--- START ---
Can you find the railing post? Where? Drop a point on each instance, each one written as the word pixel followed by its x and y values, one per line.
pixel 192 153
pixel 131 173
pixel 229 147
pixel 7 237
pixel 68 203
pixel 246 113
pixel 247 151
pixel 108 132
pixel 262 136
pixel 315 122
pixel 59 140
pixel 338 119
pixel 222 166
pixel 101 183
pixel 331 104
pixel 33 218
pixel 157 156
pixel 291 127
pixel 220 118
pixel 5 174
--- END ---
Assignment:
Please reproduce all of the material exactly.

Task output:
Can you find the railing post? Where? Drop a point on each instance, each one written as the word pixel followed by its x and y values, one per line.
pixel 192 153
pixel 131 173
pixel 229 147
pixel 7 237
pixel 68 203
pixel 246 113
pixel 247 151
pixel 108 132
pixel 262 136
pixel 315 122
pixel 59 140
pixel 338 119
pixel 222 166
pixel 101 183
pixel 331 104
pixel 33 218
pixel 157 156
pixel 291 127
pixel 220 118
pixel 5 174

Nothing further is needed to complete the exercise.